╭─ The records

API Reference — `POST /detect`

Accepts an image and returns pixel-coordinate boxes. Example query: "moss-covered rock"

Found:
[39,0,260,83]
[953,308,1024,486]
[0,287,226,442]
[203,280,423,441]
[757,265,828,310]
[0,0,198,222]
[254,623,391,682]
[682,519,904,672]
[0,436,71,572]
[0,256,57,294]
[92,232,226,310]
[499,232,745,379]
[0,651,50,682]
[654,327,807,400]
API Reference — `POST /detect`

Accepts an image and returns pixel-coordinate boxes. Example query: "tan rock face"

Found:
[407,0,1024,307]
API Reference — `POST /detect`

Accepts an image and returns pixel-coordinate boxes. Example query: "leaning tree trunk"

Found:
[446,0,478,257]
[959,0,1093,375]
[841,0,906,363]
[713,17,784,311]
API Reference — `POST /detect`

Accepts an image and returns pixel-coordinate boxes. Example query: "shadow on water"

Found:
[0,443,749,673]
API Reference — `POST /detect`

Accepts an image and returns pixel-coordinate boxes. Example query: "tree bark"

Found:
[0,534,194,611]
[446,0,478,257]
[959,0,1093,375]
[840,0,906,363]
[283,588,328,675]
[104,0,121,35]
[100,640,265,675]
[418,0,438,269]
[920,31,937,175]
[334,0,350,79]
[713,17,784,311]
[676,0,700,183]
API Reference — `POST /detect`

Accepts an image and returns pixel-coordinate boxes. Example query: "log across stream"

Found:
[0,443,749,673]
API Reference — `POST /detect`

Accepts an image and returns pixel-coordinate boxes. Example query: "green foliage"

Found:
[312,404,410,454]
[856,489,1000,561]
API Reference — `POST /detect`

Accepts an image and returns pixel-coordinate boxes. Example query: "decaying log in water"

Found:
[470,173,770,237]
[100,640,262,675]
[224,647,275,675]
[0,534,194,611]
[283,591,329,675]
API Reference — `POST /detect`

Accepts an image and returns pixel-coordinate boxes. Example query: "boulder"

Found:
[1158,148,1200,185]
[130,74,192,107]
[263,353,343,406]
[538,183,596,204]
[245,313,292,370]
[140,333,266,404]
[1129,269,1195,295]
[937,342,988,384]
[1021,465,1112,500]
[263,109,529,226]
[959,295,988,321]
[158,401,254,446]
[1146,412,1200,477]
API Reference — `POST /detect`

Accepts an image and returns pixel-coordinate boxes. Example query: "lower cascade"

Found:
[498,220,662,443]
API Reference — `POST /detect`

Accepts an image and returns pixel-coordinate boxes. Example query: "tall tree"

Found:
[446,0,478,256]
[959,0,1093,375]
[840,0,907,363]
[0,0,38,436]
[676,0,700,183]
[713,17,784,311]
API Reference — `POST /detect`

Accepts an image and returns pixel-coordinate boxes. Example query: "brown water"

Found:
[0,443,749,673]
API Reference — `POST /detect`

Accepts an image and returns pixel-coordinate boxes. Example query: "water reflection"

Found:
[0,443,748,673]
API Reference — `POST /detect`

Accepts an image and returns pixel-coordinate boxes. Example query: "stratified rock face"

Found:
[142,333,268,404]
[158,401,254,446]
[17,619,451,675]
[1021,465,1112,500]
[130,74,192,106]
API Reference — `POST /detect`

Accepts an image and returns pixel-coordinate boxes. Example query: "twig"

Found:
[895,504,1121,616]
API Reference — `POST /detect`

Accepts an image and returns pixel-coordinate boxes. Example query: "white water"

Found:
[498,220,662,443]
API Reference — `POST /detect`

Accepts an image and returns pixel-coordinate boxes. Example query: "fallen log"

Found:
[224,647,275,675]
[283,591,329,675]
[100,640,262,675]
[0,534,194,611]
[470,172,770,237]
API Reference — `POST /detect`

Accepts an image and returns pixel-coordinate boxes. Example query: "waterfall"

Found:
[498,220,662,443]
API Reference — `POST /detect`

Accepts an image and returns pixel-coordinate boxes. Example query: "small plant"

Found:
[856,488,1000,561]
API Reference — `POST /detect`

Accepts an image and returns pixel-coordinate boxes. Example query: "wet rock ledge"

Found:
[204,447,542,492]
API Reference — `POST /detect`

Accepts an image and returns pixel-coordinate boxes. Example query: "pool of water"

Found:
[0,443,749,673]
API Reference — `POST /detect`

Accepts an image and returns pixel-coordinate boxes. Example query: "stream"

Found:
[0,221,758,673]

╰─

Work to do ▸
Show every line of the listing above that contains the word "face".

Answer to the task ▸
Accepts an image and returns pixel-coordinate boxes. Example query: "tan rock face"
Accepts an image and returns pixel-coordinate boxes. Example query: "stratified rock face"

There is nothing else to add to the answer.